## Provided text
[Begin]

He wore a designer tracksuit top, zipped to his throat, and a wary expression. This was 'Witness A', whose identity as an alleged victim is protected by the Sexual Offences Act.
To breach his anonymity is to invite prosecution and potential imprisonment. You might come to think that is what he deserves himself.
For in the course of a two-hour conversation with the Mail, Witness A made a series of disturbing and sometimes sensational allegations. They concerned the senior public figures he claimed to have met and had sex with while working as a teenage prostitute in the 1970s and 1980s.
As he talked, his gaze often slid away from scrutiny. He is a liar by habit.
But at least one of his statements had the ring of authenticity — and it goes to the heart of a scandal that raises profound questions about the leadership and priorities of the Metropolitan Police.
For in the course of a two-hour conversation with the Mail, Witness A made a series of disturbing and sometimes sensational allegations
'The police wanted me to join up the dots in the Harvey Proctor case,' said Witness A, who has never spoken publicly before.

[End]

## Supplied entries
[Begin]

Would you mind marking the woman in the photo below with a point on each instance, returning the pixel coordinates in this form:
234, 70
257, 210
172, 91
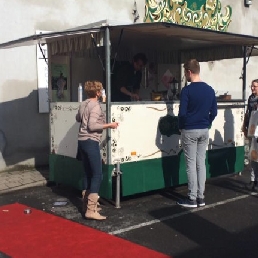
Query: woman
92, 120
252, 105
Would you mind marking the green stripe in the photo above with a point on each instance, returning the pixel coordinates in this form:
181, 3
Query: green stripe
147, 175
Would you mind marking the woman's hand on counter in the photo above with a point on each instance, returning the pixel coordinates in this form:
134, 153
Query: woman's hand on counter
113, 125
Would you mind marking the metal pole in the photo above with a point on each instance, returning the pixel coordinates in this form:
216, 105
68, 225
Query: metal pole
118, 185
108, 91
244, 73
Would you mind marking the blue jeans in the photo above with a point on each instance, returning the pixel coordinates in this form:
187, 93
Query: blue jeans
194, 144
92, 164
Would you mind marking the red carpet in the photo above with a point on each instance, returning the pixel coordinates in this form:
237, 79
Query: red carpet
40, 234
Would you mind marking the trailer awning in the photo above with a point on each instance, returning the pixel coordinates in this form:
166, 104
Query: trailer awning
190, 36
192, 42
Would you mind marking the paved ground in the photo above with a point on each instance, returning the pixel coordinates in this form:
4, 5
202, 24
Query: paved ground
226, 227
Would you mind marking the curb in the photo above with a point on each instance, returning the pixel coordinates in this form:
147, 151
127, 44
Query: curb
38, 183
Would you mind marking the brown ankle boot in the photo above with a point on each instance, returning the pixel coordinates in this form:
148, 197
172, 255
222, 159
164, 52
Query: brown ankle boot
85, 195
92, 212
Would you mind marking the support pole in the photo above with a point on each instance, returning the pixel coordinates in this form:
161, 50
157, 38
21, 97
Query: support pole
108, 91
244, 73
117, 173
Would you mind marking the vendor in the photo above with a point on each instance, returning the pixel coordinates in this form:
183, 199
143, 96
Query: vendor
126, 84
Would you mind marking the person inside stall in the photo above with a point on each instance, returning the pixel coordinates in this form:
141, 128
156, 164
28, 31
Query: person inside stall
127, 78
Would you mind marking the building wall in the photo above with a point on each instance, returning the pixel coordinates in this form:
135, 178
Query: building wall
24, 132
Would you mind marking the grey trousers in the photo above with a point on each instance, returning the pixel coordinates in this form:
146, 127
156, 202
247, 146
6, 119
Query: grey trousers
194, 144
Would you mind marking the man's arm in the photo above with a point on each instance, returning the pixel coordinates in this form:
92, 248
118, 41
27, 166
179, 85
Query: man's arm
182, 108
214, 109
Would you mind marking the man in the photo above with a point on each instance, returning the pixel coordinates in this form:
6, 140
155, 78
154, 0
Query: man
128, 78
251, 106
198, 108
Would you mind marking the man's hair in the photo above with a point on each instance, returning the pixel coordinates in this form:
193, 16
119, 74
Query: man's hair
140, 56
192, 65
255, 80
92, 87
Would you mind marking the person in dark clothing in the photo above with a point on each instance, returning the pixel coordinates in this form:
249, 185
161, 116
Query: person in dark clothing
197, 110
127, 80
252, 105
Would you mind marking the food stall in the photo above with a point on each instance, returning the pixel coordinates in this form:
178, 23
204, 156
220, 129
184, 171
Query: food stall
147, 143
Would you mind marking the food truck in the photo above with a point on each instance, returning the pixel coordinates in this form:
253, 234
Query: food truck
145, 151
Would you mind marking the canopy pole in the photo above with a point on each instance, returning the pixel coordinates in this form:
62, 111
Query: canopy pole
108, 91
244, 73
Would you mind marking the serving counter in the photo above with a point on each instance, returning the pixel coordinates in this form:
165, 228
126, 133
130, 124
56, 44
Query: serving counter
147, 143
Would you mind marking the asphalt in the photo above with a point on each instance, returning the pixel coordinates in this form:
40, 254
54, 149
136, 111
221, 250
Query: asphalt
226, 227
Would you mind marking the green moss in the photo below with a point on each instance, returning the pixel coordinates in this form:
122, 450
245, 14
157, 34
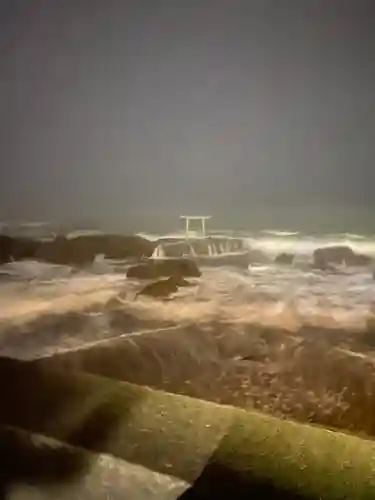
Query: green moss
182, 436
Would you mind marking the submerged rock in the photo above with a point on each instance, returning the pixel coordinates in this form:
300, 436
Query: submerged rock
78, 251
13, 249
160, 268
284, 258
164, 287
324, 257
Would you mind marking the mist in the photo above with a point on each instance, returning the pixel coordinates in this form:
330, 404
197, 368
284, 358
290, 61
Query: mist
153, 108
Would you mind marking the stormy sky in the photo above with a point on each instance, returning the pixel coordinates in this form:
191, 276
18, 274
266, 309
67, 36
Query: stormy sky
112, 107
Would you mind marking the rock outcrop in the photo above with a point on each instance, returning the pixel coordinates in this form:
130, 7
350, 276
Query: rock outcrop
165, 287
325, 257
284, 258
13, 249
162, 268
78, 251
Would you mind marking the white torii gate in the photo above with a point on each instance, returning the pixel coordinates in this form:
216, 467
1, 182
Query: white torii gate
190, 218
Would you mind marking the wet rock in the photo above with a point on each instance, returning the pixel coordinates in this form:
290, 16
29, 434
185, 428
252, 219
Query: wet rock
165, 287
160, 268
284, 258
339, 254
79, 251
13, 249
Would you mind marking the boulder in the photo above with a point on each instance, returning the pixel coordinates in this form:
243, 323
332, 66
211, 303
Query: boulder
13, 249
160, 268
339, 254
164, 287
82, 250
284, 258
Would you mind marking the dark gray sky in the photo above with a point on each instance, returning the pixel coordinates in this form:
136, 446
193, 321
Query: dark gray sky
110, 107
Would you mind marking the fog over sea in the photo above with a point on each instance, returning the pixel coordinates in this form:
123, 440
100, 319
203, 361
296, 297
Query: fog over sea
46, 308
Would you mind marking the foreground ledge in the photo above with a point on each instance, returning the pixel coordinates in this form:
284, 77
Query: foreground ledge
224, 450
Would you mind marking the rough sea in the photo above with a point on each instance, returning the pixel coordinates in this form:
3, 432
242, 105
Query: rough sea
45, 308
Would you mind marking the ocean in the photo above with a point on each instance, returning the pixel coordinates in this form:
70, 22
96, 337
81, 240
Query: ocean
46, 309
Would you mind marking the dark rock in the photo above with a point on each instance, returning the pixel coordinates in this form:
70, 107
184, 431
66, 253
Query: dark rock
284, 258
79, 251
12, 249
159, 268
164, 287
256, 256
340, 254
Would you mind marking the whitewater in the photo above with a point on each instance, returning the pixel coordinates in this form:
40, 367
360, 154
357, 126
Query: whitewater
46, 308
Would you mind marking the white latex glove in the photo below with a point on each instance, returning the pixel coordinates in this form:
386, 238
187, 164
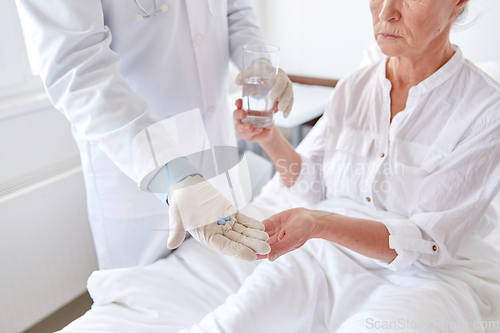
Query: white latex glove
196, 206
282, 91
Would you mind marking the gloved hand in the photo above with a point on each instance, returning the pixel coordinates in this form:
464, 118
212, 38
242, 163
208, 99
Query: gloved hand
282, 91
196, 206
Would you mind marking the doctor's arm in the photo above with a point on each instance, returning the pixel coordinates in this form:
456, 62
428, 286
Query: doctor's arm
83, 81
82, 77
244, 30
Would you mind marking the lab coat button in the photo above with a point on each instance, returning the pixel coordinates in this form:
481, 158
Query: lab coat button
198, 39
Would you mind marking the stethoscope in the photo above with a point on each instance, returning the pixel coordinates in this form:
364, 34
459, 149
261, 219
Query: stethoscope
156, 10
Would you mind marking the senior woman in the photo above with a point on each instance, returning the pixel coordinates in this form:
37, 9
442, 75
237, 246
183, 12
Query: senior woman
415, 139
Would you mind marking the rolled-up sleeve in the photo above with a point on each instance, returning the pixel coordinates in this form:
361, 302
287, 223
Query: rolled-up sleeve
450, 202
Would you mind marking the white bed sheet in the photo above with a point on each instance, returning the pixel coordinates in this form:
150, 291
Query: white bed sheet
184, 289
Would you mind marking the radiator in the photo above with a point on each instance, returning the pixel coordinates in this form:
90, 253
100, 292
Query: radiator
46, 247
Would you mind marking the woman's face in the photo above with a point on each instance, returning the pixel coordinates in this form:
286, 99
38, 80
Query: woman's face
411, 27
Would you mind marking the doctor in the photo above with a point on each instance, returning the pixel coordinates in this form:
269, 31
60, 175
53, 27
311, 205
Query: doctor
115, 68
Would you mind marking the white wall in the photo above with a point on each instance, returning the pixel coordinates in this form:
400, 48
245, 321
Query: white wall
326, 38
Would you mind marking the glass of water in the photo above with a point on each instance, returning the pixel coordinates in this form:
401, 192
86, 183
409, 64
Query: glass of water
260, 68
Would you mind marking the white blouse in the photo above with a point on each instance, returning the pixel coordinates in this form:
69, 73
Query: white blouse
437, 163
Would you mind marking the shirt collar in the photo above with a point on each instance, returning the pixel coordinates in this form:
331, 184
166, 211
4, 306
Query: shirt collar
437, 78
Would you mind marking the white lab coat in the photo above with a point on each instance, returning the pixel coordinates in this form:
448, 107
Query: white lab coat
113, 76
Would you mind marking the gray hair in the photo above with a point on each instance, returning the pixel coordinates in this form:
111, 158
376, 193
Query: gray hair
461, 16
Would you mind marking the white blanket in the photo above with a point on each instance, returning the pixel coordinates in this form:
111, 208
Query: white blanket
318, 288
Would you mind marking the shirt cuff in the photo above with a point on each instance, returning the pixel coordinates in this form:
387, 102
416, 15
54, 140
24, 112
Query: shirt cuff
406, 239
172, 173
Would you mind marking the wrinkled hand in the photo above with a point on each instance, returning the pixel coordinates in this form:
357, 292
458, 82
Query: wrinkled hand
282, 92
261, 135
196, 206
289, 230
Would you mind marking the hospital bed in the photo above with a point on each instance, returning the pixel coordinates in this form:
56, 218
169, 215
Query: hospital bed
197, 290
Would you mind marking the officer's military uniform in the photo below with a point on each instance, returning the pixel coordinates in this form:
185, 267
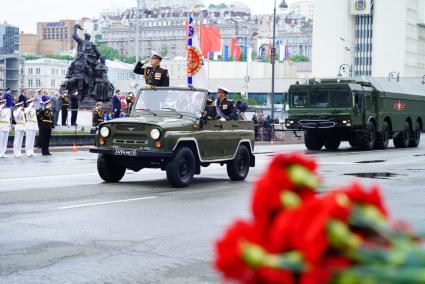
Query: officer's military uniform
97, 116
46, 118
226, 109
64, 108
157, 77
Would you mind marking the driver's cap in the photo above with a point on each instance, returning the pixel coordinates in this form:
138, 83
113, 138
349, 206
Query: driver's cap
223, 89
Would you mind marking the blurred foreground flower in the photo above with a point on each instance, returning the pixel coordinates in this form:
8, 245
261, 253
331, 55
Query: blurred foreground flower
296, 236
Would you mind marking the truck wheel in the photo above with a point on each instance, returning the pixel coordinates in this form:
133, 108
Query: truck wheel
332, 143
416, 137
238, 168
369, 137
108, 171
313, 140
383, 138
402, 140
181, 169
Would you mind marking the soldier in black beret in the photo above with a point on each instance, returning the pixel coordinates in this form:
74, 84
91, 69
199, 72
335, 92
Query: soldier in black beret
154, 74
225, 109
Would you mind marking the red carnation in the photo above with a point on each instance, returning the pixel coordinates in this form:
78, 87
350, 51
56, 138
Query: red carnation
229, 251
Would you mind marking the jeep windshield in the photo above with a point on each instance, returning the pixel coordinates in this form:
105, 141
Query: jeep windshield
175, 101
322, 99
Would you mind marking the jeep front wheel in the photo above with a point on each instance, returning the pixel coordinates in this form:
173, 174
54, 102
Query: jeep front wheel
181, 169
238, 168
109, 171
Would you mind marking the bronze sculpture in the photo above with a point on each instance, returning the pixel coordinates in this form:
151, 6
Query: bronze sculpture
88, 73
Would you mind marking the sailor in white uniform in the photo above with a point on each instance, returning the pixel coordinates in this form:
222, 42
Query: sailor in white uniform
5, 114
19, 116
31, 128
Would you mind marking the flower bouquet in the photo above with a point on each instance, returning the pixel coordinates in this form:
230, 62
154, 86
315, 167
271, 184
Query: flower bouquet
299, 236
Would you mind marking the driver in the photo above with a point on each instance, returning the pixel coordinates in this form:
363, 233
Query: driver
225, 109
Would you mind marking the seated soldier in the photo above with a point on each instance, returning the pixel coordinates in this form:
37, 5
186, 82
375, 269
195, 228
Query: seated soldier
225, 108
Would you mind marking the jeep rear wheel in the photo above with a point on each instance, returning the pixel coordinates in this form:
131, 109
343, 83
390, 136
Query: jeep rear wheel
313, 140
384, 137
181, 169
402, 140
108, 171
238, 168
416, 137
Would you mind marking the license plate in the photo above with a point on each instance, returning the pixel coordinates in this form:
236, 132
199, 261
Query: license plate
125, 152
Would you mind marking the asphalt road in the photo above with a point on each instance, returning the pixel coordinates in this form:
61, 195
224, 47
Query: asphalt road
60, 224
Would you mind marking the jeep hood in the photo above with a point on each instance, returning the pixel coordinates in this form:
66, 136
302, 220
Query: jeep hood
161, 121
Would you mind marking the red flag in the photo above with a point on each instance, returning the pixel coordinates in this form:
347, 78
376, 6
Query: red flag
238, 51
210, 39
233, 47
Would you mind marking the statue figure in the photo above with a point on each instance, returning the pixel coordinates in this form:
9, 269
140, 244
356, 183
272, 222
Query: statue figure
103, 88
88, 73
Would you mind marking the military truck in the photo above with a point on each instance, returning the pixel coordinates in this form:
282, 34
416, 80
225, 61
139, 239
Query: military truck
167, 130
367, 112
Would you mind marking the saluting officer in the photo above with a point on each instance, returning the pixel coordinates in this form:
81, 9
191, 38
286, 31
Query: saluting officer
64, 102
154, 74
46, 118
31, 128
97, 115
20, 120
224, 108
5, 115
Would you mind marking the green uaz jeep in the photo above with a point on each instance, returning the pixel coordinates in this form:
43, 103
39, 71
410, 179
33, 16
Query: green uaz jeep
167, 130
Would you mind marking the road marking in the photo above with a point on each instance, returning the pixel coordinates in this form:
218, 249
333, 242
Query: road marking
46, 177
105, 203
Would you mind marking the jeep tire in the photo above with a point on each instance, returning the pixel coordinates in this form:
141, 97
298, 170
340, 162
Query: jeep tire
416, 137
238, 168
402, 139
313, 140
108, 171
181, 169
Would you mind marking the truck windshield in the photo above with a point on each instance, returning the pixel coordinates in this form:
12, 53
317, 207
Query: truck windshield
180, 101
322, 99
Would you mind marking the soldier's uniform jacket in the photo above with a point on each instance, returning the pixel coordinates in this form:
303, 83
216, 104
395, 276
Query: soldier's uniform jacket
5, 115
31, 116
97, 117
64, 101
225, 109
46, 118
157, 77
19, 119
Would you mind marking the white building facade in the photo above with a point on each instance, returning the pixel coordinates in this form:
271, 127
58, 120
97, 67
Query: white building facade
49, 74
375, 37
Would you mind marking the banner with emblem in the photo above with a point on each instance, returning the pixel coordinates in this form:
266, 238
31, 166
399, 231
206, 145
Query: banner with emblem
196, 74
361, 7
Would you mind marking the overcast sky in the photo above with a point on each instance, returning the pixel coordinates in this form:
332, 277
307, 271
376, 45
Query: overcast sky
25, 13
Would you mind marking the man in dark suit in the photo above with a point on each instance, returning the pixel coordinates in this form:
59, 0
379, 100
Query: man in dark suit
74, 108
154, 74
116, 104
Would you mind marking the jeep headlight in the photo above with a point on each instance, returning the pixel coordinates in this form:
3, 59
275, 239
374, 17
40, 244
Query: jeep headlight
105, 132
155, 134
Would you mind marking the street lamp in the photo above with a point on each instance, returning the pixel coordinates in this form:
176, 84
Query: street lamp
394, 74
282, 5
343, 68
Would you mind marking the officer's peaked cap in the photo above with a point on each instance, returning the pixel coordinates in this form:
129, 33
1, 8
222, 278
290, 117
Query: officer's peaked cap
223, 89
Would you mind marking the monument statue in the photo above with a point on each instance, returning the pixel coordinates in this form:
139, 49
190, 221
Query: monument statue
88, 73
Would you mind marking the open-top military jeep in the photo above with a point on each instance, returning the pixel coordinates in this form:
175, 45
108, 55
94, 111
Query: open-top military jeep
166, 129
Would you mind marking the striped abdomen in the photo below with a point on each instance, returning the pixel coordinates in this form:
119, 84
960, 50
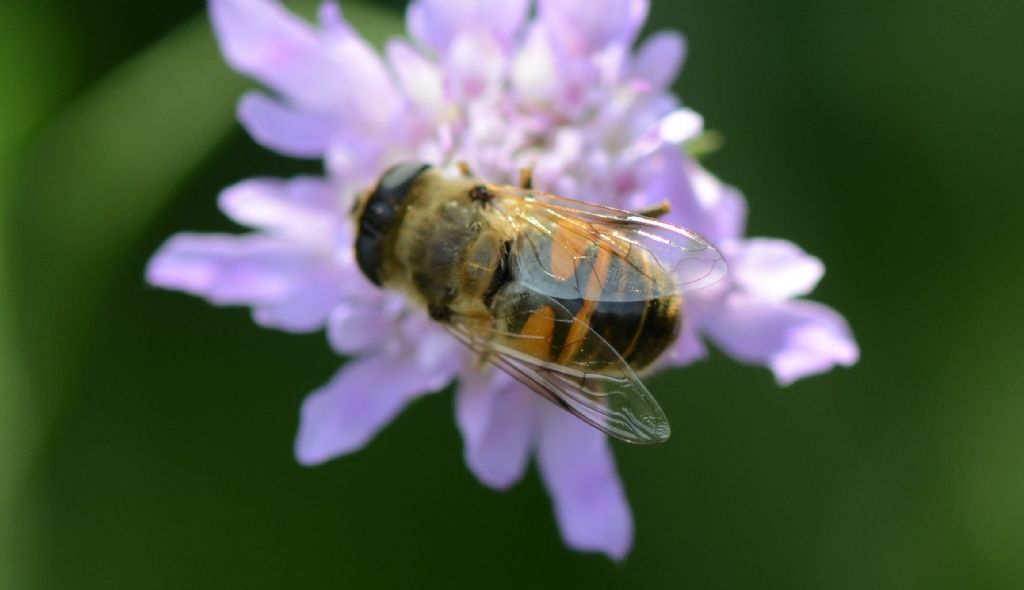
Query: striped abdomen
568, 330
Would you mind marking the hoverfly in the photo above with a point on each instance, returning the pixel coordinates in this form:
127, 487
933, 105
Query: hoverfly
570, 298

[End]

## Set tasks
a. Render this sentence from the article about Witness A in French: "To breach his anonymity is to invite prosecution and potential imprisonment."
b. Carry the article about Witness A further from its final sentence.
The lines have no connection to the article about Witness A.

## Answers for this exercise
a. Porter atteinte à son anonymat, c'est s'exposer à des poursuites et à une éventuelle peine d'emprisonnement.

b.
'They realised their investigation [into him] wasn't going anywhere. 'So . . .they wanted me to say Harvey Proctor did this and that, and that I saw him [do it]. They wanted me to implicate him.'
And implicate Proctor — and others — Witness A obligingly did, in interviews with detectives from Operation Midland, the disastrous Metropolitan Police investigation into an alleged VIP paedophile ring.
The extraordinary story of Witness A and another fraudster known as Witness B, which we can tell today, suggests they are somehow above the law, despite a former High Court judge demanding they face prosecution.
For although both witnesses told a tissue of lies that could have led to innocent men being jailed for life, neither of them has been held to account.
Unlike the fantasist Carl Beech, whose sex abuse lies lay at the heart of Operation Midland, neither has been charged with perverting the course of justice.
A decision not to launch a criminal investigation into their testimonies was made behind closed doors by the Met — the same force that entertained them as witnesses. But it has never publicly explained why.
Could it be that the Metropolitan Police, ashamed of its own mistakes, has been operating a two-tier justice system?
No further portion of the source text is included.